In the discussion of encryption below, what block size is given for AES?

▸ **Quoted text**:
[start]

Sure, but padding every text column that you have, even the ones
containing only 'a', out to the length of Don Quixote in the original
Spanish, is unlikely to be an appealing option.

> I think some work around that is probably going to be needed for
> serious use of this encryption, in part because of the use of text
> format as the canonical input. If the encrypted values of 1, 10, 100,
> and 1000 hypothetically leaked their exact lengths, then an encrypted
> int wouldn't be very useful. So I'd want to quantify (and possibly
> configure) exactly how much data you can encrypt in a single message
> before the length starts being leaked, and then make sure that my
> encrypted values stay inside that bound.

I think most ciphers these days are block ciphers, so you're going to
get output that is a multiple of the block size anyway - e.g. I think
for AES it's 128 bits = 16 bytes. So small differences in length will
be concealed naturally, which may be good enough for some use cases.

[end]

▸ **Dataset content**:

[start]

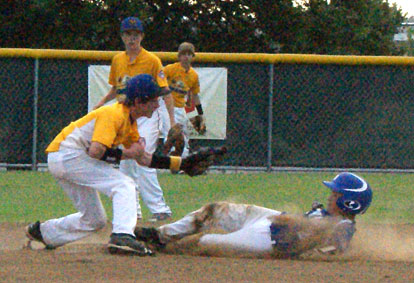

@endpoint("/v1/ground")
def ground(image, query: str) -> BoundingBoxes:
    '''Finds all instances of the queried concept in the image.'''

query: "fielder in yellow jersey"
[26,74,224,256]
[164,42,205,156]
[164,62,200,108]
[26,75,184,256]
[95,17,175,223]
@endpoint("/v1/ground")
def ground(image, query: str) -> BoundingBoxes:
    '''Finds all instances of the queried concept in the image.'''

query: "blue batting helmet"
[323,172,372,215]
[125,74,161,103]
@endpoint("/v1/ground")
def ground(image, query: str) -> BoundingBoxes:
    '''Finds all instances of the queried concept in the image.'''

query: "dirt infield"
[0,223,414,282]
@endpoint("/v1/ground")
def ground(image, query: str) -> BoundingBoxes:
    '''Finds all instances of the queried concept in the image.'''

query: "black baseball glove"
[180,146,227,177]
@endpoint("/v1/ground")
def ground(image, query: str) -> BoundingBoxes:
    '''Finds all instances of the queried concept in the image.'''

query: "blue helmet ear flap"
[124,74,162,103]
[323,172,372,215]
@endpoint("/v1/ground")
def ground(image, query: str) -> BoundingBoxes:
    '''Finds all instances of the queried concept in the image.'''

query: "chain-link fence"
[0,50,414,170]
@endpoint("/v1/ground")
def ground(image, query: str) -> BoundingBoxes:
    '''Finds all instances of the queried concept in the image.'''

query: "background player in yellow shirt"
[95,17,175,221]
[26,74,226,256]
[164,42,204,156]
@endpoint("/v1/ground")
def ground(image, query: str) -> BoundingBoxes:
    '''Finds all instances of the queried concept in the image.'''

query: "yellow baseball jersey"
[164,62,200,108]
[108,48,168,94]
[46,102,139,153]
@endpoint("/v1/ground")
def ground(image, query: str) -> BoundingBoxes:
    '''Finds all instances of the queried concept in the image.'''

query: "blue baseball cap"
[121,17,144,32]
[125,74,162,103]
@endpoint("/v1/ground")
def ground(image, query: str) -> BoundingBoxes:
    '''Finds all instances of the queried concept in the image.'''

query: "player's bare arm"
[88,142,146,163]
[93,86,116,110]
[162,87,175,127]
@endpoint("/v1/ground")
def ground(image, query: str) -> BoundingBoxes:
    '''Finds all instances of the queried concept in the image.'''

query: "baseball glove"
[180,146,227,177]
[162,123,184,156]
[190,115,207,135]
[270,214,335,258]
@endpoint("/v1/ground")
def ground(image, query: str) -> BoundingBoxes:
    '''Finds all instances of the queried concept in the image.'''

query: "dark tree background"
[0,0,405,55]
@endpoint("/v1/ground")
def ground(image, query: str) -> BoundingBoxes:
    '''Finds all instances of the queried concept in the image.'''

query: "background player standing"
[135,173,372,258]
[95,17,175,221]
[164,42,205,156]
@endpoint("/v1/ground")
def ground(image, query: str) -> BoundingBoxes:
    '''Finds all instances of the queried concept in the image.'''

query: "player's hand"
[93,102,104,110]
[190,115,207,135]
[162,123,184,156]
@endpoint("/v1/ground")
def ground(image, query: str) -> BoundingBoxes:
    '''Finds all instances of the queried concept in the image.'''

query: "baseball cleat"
[108,233,154,256]
[134,227,165,250]
[26,221,55,250]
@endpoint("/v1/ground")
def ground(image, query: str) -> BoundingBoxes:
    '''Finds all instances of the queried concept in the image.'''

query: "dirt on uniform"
[0,223,414,282]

[end]

▸ **Response to the task**:
128 bits, which is 16 bytes.